§ **Exercise task 1**
In the baseball piece, what total WAR does it give for catchers in 2018?
§ **Exercise task 2**
Reproduce the part of the baseball piece that opens with the words containing "I’m just going" and closes with "to allocate players.".

§ **Article**
::::::::

I’m just going on WAR here, and using Fangraphs. And remember, this ends in April, before Alen Hanson became the best middle infielder in MLB history and Chris Stratton started playing cornhole. The breakdowns are a little fishy, since Fangraphs’ positional breakdowns include everyone who played each position, not just the time they spent at that position, and I don’t want to be redundant, so I did my best to allocate players.

Here we go:

Catcher:

2017
Buster Posey: 0.6 WAR
Tim Federowicz: 0.0 WAR
Nick Hundley: -0.3 WAR

Total: 0.3 WAR

2018
Buster Posey: 0.5 WAR
Nick Hundley: 0.3 WAR

Total: 0.8 WAR

Net gain: 0.5 WAR

Last year, Hundley started the season looking like a very bad baseball player. This year, he started the season looking like a very good baseball player. Turns out that difference is rather noteworthy, especially on a team seeking a lot of rest for their starting catcher.

::::::::

§ **Dataset entries**
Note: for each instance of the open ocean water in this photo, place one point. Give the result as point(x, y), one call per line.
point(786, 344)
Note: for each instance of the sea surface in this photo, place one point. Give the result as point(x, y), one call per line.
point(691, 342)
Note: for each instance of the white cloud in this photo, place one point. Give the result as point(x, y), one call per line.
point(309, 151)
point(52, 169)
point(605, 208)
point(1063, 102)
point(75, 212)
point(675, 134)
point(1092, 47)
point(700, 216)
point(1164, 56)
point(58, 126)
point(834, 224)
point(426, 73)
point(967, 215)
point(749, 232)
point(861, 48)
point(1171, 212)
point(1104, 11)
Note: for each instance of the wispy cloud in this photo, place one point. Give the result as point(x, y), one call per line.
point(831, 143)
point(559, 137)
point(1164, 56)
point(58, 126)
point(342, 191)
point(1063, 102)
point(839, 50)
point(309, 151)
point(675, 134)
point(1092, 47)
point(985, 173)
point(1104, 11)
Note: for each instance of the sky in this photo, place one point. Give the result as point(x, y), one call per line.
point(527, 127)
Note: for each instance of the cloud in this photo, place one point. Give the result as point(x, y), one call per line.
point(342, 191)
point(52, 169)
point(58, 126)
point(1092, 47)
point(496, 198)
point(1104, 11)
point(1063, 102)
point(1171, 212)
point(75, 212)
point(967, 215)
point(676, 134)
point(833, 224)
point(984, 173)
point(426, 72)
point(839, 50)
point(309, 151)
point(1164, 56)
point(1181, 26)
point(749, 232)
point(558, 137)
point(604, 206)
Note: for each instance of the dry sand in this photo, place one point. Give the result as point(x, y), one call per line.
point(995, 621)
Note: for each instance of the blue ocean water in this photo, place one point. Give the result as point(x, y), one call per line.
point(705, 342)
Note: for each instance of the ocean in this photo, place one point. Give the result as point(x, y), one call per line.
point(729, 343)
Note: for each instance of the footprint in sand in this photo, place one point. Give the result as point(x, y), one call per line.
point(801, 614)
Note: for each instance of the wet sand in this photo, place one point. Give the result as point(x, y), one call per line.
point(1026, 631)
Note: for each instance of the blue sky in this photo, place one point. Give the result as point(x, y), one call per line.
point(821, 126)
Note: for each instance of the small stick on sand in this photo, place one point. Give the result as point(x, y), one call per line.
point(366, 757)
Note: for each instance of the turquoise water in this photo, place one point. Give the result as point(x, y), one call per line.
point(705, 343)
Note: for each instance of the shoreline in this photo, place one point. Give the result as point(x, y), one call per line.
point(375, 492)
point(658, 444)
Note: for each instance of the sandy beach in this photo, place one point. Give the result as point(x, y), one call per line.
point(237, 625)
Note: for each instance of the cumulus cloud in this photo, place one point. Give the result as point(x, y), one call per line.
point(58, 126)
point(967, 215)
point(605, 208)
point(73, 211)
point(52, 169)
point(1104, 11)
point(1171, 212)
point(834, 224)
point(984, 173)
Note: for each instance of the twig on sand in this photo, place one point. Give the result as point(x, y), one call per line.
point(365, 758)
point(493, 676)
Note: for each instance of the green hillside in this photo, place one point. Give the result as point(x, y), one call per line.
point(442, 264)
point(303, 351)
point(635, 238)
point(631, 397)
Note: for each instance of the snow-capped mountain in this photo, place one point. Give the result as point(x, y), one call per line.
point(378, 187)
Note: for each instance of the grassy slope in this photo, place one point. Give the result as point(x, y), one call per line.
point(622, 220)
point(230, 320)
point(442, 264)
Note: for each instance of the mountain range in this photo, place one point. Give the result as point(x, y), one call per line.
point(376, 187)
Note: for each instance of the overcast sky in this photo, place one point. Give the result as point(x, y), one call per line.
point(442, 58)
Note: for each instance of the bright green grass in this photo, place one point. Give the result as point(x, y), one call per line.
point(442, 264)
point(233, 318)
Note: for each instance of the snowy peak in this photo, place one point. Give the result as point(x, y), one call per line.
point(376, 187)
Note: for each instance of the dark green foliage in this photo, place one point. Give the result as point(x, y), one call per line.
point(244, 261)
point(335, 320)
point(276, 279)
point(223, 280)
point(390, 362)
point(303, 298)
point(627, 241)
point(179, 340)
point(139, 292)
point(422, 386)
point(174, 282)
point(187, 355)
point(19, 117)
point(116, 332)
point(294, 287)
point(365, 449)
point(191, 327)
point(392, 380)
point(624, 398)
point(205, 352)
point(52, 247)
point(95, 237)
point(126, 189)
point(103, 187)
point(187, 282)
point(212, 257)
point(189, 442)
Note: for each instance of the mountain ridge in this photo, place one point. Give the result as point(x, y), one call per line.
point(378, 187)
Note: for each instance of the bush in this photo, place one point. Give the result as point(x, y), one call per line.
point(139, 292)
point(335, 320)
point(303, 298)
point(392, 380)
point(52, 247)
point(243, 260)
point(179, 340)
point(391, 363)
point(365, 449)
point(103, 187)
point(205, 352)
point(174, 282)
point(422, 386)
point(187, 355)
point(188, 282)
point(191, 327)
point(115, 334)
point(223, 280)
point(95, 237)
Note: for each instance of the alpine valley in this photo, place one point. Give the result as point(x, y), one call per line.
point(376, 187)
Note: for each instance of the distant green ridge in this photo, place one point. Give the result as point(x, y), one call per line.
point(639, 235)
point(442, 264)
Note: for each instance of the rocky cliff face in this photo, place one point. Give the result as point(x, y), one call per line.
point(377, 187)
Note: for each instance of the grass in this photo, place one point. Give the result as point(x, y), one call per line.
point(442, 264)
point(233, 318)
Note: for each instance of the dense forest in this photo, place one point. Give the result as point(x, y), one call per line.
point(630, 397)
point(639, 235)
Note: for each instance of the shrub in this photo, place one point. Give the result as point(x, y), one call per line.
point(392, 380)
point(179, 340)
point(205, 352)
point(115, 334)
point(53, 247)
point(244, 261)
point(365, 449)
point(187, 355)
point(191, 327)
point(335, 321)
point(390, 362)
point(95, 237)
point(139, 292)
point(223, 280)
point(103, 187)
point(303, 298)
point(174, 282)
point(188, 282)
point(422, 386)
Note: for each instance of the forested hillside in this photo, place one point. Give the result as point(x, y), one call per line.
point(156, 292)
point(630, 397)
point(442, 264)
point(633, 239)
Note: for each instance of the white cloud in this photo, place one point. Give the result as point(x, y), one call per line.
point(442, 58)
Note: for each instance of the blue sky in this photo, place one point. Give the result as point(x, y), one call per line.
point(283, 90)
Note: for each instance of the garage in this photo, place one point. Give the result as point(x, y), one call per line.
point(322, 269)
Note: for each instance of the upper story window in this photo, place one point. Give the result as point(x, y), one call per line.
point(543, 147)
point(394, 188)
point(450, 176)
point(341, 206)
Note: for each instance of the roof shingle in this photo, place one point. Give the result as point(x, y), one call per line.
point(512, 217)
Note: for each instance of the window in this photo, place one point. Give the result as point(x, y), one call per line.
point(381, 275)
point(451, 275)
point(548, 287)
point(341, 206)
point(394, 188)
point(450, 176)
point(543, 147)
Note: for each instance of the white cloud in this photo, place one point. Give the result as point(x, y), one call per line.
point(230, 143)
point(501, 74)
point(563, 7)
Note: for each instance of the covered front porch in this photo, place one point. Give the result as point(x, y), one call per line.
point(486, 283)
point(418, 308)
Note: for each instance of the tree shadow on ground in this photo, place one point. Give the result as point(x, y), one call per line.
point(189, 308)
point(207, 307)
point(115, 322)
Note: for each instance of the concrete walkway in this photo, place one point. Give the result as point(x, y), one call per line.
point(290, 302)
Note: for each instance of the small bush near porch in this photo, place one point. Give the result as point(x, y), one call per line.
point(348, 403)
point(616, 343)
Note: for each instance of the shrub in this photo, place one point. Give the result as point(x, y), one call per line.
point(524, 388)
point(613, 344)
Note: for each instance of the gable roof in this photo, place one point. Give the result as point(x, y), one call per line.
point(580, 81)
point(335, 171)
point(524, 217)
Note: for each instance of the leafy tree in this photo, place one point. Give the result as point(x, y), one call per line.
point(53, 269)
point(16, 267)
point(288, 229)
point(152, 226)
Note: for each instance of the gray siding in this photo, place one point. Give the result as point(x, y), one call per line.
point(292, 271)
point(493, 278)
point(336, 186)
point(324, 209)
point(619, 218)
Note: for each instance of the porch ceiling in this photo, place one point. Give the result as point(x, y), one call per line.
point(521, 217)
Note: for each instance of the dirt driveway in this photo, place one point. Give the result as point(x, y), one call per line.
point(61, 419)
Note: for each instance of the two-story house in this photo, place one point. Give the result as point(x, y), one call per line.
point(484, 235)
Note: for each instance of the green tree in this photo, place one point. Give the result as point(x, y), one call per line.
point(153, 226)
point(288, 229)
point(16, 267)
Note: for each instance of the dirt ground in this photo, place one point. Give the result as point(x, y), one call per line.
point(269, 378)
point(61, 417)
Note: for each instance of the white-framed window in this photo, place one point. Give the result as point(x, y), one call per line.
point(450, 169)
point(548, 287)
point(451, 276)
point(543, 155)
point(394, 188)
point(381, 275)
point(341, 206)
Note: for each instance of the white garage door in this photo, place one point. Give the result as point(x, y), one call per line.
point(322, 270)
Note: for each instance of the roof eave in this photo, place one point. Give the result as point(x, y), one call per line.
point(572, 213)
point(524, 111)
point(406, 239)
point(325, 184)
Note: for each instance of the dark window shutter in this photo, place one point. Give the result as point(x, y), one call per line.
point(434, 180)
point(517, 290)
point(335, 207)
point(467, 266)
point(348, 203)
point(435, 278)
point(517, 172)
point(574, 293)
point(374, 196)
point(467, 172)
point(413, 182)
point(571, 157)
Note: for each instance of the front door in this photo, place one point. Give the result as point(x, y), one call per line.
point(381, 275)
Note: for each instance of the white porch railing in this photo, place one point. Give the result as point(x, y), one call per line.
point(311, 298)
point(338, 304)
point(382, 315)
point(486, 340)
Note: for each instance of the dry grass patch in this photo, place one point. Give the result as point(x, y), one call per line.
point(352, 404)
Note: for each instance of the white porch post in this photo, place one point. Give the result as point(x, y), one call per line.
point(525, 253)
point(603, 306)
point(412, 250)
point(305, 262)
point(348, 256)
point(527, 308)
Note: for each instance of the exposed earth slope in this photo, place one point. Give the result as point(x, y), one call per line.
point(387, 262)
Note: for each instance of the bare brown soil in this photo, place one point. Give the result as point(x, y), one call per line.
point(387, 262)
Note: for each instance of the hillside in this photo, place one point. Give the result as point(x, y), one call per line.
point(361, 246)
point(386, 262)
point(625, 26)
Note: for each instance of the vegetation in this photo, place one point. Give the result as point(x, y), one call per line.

::::::::

§ **Answer 1**
0.8 WAR

§ **Answer 2**
I’m just going on WAR here, and using Fangraphs. And remember, this ends in April, before Alen Hanson became the best middle infielder in MLB history and Chris Stratton started playing cornhole. The breakdowns are a little fishy, since Fangraphs’ positional breakdowns include everyone who played each position, not just the time they spent at that position, and I don’t want to be redundant, so I did my best to allocate players.